OBJECTIF A: D'après le texte sur l'apprentissage, pour quel type de fautes un enfant peut-il être sanctionné à l'école ?

4- Ces découvertes sont souvent — toujours — des heurts douloureux. Il faut le savoir : apprendre, ça fait mal. Et les enseignants l'oublient trop souvent. La dimension affective de l'apprentissage est essentielle. La respecter n'est pas faire preuve de laxisme ou de soumission à je ne sais quel "Enfant-Roi", ce n'est que l'intelligence née de la connaissance du matériau ! Tout artisan connaît et respecte le fonctionnement des matériaux qu'il utilise. L'artisan de l'éducation est le seul à n'en tenir aucun compte : pour la plupart d'entre eux, l'enfant DOIT être attentif, écouter, prendre des notes, obéir... qu'il en ait envie ou non. Et, confondant autorité et sévérité aveugle, il contraint, menace et sanctionne, de façon totalement illégale, qui plus est. Rappelons en effet, qu'un enfant à l'école peut être sanctionné SEULEMENT pour des fautes morales ; jamais pour des erreurs ou des ignorances : il est à l'école pour qu'on l'aide à rectifier ce qu'il ignore ou n'a pas compris. Erreurs et ignorances sont NORMALES à l'école. Elles sont l'objet de notre travail et n'ont absolument rien de répréhensible.

DONNÉES FOURNIES:
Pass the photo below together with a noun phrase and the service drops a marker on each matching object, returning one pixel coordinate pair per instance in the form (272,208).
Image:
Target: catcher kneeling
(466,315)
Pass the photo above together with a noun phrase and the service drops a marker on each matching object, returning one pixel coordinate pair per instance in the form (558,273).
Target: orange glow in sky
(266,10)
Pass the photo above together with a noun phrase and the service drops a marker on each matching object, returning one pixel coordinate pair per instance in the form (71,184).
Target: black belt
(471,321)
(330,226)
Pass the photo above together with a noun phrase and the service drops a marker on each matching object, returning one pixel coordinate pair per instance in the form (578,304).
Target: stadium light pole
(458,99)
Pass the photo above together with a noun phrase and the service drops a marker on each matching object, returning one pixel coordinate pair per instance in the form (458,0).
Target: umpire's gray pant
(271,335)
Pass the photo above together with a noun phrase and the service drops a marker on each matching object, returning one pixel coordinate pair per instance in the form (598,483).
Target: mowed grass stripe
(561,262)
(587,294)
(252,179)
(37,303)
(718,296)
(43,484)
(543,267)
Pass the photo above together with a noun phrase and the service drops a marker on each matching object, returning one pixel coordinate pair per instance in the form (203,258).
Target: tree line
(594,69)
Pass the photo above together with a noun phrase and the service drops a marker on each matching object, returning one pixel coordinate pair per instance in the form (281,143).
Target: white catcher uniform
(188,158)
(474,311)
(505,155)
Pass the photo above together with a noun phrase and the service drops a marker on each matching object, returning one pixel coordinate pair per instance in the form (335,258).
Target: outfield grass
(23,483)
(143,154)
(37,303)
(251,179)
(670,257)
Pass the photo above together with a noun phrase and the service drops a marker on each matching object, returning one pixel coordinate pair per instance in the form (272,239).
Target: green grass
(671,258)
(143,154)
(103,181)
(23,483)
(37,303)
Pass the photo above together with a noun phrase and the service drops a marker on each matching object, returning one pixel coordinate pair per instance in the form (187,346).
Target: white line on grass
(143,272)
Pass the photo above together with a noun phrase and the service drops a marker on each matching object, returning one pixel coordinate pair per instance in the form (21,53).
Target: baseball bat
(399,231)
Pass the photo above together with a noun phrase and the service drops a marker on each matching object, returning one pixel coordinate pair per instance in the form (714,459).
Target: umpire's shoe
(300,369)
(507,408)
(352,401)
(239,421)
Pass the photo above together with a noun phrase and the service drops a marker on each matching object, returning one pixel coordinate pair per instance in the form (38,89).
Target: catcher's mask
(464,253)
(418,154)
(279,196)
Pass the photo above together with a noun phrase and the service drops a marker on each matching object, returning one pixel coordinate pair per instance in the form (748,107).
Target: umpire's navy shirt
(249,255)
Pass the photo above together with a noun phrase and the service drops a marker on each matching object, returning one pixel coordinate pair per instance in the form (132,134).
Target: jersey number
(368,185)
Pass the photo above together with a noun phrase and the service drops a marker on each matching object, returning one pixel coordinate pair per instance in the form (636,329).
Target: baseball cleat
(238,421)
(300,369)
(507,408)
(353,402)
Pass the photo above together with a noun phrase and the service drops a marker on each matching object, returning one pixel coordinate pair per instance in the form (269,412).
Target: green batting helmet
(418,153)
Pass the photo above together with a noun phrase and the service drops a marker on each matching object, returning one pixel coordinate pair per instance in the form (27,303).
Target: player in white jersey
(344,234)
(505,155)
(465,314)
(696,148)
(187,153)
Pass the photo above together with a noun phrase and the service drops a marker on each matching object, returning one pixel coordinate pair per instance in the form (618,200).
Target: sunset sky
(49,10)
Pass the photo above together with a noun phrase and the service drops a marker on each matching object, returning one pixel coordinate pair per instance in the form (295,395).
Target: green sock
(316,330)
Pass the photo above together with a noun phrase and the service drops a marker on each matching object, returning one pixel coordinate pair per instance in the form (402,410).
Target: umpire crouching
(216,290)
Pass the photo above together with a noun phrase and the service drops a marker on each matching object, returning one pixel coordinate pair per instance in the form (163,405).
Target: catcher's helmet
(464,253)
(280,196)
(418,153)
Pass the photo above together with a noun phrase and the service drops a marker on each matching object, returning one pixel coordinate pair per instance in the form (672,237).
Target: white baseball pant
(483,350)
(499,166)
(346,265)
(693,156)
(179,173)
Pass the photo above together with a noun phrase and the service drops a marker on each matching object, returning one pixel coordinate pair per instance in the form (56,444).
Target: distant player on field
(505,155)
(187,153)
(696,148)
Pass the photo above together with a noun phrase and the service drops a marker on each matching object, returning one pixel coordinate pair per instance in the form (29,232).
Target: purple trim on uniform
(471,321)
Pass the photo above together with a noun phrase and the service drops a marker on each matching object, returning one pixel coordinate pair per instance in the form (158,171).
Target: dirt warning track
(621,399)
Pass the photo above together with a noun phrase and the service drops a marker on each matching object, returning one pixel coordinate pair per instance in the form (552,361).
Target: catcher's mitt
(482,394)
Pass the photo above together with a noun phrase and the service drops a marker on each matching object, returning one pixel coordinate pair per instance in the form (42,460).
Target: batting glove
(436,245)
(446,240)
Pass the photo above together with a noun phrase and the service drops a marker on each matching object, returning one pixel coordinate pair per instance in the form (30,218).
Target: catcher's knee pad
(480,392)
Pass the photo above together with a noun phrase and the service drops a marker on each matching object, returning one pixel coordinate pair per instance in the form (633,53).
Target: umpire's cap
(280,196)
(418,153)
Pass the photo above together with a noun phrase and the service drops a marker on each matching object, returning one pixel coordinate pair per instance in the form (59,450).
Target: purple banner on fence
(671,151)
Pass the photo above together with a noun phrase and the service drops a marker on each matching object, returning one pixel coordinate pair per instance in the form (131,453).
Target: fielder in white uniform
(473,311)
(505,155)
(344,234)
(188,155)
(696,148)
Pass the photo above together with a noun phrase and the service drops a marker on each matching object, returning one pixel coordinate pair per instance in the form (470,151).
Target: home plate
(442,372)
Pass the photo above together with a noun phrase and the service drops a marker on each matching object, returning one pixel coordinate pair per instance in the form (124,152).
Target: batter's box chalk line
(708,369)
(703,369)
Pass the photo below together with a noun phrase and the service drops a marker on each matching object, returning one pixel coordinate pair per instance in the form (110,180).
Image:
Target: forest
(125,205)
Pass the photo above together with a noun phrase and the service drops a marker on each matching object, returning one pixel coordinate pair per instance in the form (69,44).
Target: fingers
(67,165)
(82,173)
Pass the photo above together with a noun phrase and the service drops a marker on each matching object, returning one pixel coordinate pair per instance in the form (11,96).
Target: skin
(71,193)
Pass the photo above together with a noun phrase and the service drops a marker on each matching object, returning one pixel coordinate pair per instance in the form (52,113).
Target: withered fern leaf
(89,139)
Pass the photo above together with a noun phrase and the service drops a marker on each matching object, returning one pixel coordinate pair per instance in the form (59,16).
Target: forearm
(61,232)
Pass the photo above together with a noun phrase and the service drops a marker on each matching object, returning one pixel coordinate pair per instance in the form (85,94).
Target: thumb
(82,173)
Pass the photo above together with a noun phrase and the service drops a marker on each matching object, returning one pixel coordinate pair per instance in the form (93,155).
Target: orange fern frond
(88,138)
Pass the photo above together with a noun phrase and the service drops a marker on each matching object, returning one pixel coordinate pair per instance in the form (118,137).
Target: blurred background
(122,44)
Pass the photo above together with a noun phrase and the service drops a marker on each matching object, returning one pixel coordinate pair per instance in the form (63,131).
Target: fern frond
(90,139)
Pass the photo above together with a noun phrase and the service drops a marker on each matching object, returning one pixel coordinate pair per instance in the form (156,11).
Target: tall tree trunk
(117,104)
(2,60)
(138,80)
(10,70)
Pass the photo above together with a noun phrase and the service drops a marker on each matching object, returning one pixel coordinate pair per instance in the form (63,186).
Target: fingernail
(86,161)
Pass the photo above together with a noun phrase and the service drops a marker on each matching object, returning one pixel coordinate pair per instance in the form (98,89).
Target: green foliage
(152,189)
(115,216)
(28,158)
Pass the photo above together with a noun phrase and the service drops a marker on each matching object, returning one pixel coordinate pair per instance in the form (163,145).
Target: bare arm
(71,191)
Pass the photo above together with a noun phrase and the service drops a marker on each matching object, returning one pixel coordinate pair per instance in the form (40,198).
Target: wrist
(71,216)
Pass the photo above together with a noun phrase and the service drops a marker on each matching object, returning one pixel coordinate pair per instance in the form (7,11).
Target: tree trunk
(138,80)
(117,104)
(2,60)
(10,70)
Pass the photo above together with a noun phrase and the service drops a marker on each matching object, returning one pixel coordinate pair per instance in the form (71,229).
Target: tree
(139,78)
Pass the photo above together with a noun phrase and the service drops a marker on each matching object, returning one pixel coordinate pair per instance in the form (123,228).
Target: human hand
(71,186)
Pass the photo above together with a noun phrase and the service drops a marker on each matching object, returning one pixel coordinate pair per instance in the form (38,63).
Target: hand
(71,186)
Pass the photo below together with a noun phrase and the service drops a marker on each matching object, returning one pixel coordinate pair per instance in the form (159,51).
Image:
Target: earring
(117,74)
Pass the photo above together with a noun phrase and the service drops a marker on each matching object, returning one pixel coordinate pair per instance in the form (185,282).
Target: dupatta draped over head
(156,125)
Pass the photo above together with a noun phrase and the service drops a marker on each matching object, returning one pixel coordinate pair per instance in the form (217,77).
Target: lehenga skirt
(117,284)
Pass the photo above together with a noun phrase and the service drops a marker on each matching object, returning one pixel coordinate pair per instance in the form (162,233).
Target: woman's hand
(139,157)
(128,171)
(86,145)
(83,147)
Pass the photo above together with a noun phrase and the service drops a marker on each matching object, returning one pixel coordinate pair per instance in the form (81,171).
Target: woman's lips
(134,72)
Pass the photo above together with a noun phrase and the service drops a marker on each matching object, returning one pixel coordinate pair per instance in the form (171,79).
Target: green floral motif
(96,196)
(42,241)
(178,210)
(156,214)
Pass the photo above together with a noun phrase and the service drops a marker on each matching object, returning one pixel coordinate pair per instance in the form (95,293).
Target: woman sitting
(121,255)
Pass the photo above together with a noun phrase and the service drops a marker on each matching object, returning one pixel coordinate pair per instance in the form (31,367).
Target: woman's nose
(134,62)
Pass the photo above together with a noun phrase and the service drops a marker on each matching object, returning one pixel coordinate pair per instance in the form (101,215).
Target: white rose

OBJECTIF B: Recopiez toutes les lignes des enregistrements, de la ligne contenant « the form (81,171). » jusqu'à la fin des enregistrements incluse. Diminuez de 6 chaque coordonnée donnée en réponse, sans modifier les autres lignes.

RÉPONSE ATTENDUE A: Seulement pour des fautes morales.

RÉPONSE ATTENDUE B:
Pass the photo above together with a noun phrase and the service drops a marker on each matching object, returning one pixel coordinate pair per instance in the form (81,171).
Target: woman's lips
(128,66)
Pass the photo above together with a noun phrase and the service drops a marker on each matching object, returning one pixel coordinate pair per instance in the form (171,79).
Target: green floral motif
(90,190)
(36,235)
(172,204)
(150,208)
Pass the photo above together with a noun phrase and the service drops a marker on each matching object, returning one pixel coordinate pair per instance in the form (95,293).
Target: woman sitting
(115,249)
Pass the photo above together with a noun phrase and the service drops a marker on each matching object, returning one pixel coordinate pair per instance in the form (31,367).
Target: woman's nose
(128,56)
Pass the photo above together with a noun phrase and the service drops a marker on each matching object, returning one pixel coordinate pair per instance in the form (101,215).
Target: white rose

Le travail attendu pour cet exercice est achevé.